Only the number is needed: the count of lines in the records with the word "climber".

▶ _Data_:

────────────────

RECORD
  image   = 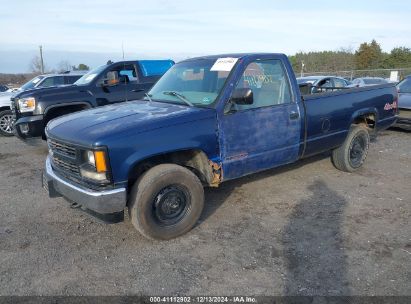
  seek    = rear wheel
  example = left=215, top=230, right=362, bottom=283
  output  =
left=0, top=110, right=14, bottom=136
left=332, top=124, right=370, bottom=172
left=128, top=164, right=204, bottom=240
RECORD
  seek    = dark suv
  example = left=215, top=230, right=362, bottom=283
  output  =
left=12, top=60, right=174, bottom=141
left=0, top=72, right=85, bottom=136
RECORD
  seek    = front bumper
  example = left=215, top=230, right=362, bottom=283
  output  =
left=14, top=115, right=44, bottom=140
left=43, top=156, right=127, bottom=220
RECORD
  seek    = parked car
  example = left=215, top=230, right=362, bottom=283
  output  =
left=395, top=75, right=411, bottom=129
left=43, top=53, right=397, bottom=240
left=0, top=85, right=9, bottom=92
left=297, top=76, right=350, bottom=93
left=12, top=59, right=174, bottom=140
left=349, top=77, right=388, bottom=87
left=0, top=72, right=85, bottom=136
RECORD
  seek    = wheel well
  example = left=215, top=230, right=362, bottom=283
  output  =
left=44, top=104, right=90, bottom=124
left=127, top=150, right=222, bottom=188
left=353, top=113, right=376, bottom=129
left=0, top=106, right=11, bottom=112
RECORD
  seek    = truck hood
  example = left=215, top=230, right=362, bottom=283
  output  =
left=47, top=100, right=216, bottom=146
left=14, top=84, right=78, bottom=99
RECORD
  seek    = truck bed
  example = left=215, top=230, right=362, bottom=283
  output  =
left=301, top=83, right=398, bottom=157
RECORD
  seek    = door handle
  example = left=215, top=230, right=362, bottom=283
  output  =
left=132, top=89, right=144, bottom=92
left=289, top=111, right=299, bottom=120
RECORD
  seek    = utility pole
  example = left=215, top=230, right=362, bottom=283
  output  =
left=300, top=61, right=305, bottom=78
left=39, top=45, right=45, bottom=74
left=121, top=42, right=125, bottom=60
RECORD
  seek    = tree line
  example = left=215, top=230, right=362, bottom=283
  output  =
left=289, top=40, right=411, bottom=73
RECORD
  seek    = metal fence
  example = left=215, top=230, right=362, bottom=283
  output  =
left=301, top=67, right=411, bottom=82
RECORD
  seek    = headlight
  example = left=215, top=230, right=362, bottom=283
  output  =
left=86, top=150, right=95, bottom=166
left=80, top=150, right=110, bottom=183
left=17, top=97, right=36, bottom=113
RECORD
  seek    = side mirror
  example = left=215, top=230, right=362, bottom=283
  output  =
left=231, top=88, right=253, bottom=105
left=102, top=71, right=119, bottom=86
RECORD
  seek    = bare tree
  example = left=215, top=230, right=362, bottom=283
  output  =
left=57, top=60, right=72, bottom=73
left=29, top=56, right=45, bottom=74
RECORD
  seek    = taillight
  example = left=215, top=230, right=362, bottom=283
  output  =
left=393, top=90, right=399, bottom=114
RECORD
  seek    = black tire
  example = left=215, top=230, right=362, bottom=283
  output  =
left=128, top=164, right=204, bottom=240
left=332, top=124, right=370, bottom=172
left=0, top=110, right=14, bottom=137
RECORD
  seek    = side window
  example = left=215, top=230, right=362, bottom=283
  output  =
left=333, top=78, right=346, bottom=88
left=318, top=78, right=333, bottom=88
left=233, top=59, right=292, bottom=111
left=96, top=64, right=138, bottom=86
left=119, top=64, right=138, bottom=83
left=65, top=76, right=81, bottom=85
left=38, top=76, right=64, bottom=88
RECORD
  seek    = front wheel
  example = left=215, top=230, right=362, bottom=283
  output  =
left=128, top=164, right=204, bottom=240
left=331, top=124, right=370, bottom=172
left=0, top=110, right=14, bottom=136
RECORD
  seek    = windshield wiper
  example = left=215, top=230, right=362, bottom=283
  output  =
left=162, top=91, right=194, bottom=107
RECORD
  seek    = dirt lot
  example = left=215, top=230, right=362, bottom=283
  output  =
left=0, top=128, right=410, bottom=296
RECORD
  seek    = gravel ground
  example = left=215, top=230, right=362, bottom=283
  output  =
left=0, top=128, right=410, bottom=296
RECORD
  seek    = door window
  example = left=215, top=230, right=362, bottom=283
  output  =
left=64, top=75, right=82, bottom=85
left=333, top=78, right=346, bottom=88
left=38, top=76, right=64, bottom=87
left=232, top=59, right=292, bottom=111
left=97, top=64, right=138, bottom=86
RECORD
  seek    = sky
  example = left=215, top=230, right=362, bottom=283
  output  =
left=0, top=0, right=410, bottom=73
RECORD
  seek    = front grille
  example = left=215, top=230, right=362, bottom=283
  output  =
left=48, top=138, right=80, bottom=178
left=52, top=155, right=81, bottom=177
left=48, top=139, right=77, bottom=158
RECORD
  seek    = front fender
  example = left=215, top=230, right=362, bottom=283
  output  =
left=43, top=101, right=92, bottom=116
left=106, top=118, right=220, bottom=184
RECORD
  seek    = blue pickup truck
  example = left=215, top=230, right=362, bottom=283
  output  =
left=43, top=53, right=398, bottom=240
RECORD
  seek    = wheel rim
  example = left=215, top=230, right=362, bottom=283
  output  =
left=349, top=133, right=367, bottom=168
left=152, top=185, right=191, bottom=226
left=0, top=114, right=14, bottom=134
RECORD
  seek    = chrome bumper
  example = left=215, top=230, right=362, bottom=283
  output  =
left=43, top=156, right=127, bottom=214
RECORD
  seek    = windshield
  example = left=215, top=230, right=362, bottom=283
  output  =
left=147, top=59, right=231, bottom=107
left=398, top=78, right=411, bottom=93
left=20, top=76, right=45, bottom=90
left=74, top=65, right=106, bottom=85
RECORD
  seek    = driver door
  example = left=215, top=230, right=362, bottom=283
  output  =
left=220, top=59, right=301, bottom=180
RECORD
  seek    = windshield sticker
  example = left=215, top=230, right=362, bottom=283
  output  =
left=210, top=58, right=238, bottom=72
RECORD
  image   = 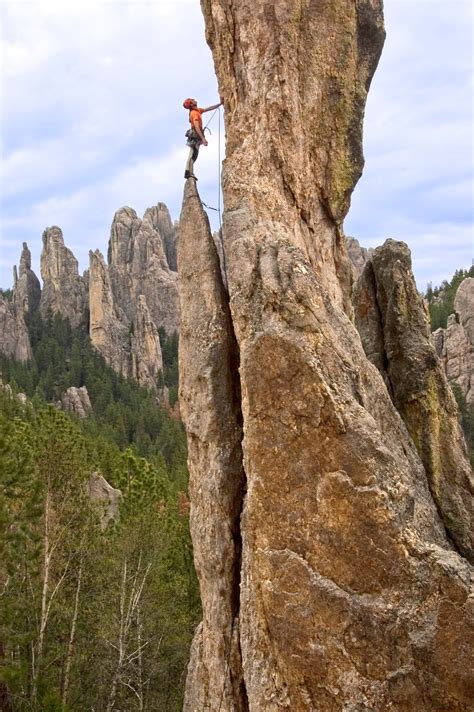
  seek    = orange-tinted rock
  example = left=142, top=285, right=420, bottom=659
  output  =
left=178, top=2, right=474, bottom=710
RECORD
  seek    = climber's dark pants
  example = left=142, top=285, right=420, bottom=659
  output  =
left=186, top=142, right=200, bottom=174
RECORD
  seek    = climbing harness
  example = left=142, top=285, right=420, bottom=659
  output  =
left=186, top=106, right=227, bottom=284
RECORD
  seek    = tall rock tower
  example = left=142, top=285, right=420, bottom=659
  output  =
left=178, top=2, right=473, bottom=710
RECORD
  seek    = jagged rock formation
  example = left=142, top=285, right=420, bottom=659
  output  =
left=13, top=243, right=41, bottom=314
left=89, top=250, right=163, bottom=390
left=61, top=385, right=92, bottom=418
left=346, top=236, right=374, bottom=278
left=149, top=202, right=179, bottom=271
left=88, top=472, right=122, bottom=529
left=179, top=181, right=246, bottom=711
left=0, top=205, right=177, bottom=392
left=179, top=2, right=473, bottom=710
left=354, top=240, right=473, bottom=559
left=108, top=207, right=179, bottom=335
left=433, top=277, right=474, bottom=405
left=0, top=295, right=31, bottom=362
left=0, top=242, right=42, bottom=362
left=40, top=226, right=87, bottom=328
left=130, top=295, right=164, bottom=386
left=89, top=249, right=132, bottom=376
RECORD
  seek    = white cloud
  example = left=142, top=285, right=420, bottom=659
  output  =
left=0, top=0, right=472, bottom=294
left=0, top=0, right=222, bottom=283
left=345, top=0, right=473, bottom=287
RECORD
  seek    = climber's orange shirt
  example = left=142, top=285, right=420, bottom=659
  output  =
left=189, top=108, right=204, bottom=132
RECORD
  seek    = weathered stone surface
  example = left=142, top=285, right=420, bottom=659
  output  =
left=0, top=242, right=40, bottom=361
left=346, top=236, right=374, bottom=278
left=2, top=205, right=178, bottom=393
left=178, top=2, right=474, bottom=710
left=108, top=207, right=179, bottom=335
left=61, top=385, right=92, bottom=418
left=434, top=278, right=474, bottom=405
left=88, top=472, right=122, bottom=529
left=0, top=293, right=31, bottom=361
left=40, top=226, right=87, bottom=328
left=89, top=249, right=131, bottom=376
left=130, top=295, right=163, bottom=389
left=89, top=250, right=163, bottom=389
left=455, top=278, right=474, bottom=343
left=354, top=239, right=473, bottom=561
left=145, top=202, right=179, bottom=271
left=13, top=243, right=41, bottom=314
left=179, top=180, right=246, bottom=712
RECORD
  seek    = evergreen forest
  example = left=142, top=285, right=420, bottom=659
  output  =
left=0, top=313, right=199, bottom=711
left=425, top=265, right=474, bottom=331
left=425, top=266, right=474, bottom=460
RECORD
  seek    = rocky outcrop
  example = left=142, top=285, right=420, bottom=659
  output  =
left=40, top=227, right=87, bottom=328
left=354, top=239, right=473, bottom=560
left=88, top=472, right=122, bottom=529
left=346, top=236, right=374, bottom=278
left=89, top=249, right=163, bottom=390
left=89, top=249, right=131, bottom=375
left=13, top=243, right=41, bottom=314
left=130, top=295, right=163, bottom=387
left=108, top=207, right=179, bottom=335
left=0, top=293, right=31, bottom=361
left=146, top=202, right=178, bottom=271
left=61, top=386, right=92, bottom=418
left=89, top=205, right=176, bottom=387
left=0, top=242, right=41, bottom=362
left=179, top=2, right=473, bottom=710
left=179, top=180, right=246, bottom=711
left=2, top=206, right=177, bottom=392
left=433, top=277, right=474, bottom=405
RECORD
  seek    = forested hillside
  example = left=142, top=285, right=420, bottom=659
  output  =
left=425, top=267, right=474, bottom=462
left=426, top=265, right=474, bottom=330
left=0, top=311, right=182, bottom=471
left=0, top=313, right=199, bottom=711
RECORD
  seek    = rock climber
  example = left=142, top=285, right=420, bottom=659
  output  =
left=183, top=98, right=222, bottom=180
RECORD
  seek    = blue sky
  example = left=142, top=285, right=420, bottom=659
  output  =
left=0, top=0, right=472, bottom=291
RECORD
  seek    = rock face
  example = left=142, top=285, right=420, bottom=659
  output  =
left=179, top=180, right=246, bottom=711
left=108, top=207, right=179, bottom=335
left=89, top=249, right=163, bottom=390
left=1, top=207, right=177, bottom=392
left=40, top=227, right=88, bottom=328
left=0, top=242, right=42, bottom=362
left=88, top=472, right=122, bottom=529
left=61, top=385, right=92, bottom=418
left=354, top=240, right=473, bottom=560
left=178, top=2, right=473, bottom=710
left=433, top=277, right=474, bottom=405
left=89, top=249, right=131, bottom=376
left=130, top=295, right=164, bottom=386
left=13, top=243, right=41, bottom=315
left=346, top=236, right=374, bottom=278
left=0, top=293, right=31, bottom=361
left=149, top=202, right=179, bottom=271
left=88, top=205, right=177, bottom=388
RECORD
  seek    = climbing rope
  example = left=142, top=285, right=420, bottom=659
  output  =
left=203, top=106, right=219, bottom=133
left=200, top=107, right=227, bottom=285
left=216, top=106, right=227, bottom=284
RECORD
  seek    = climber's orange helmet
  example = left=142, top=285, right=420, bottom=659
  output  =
left=183, top=98, right=197, bottom=110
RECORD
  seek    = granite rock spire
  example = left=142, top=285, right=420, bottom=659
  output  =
left=178, top=2, right=473, bottom=709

────────────────

▶ _Expected output_:
4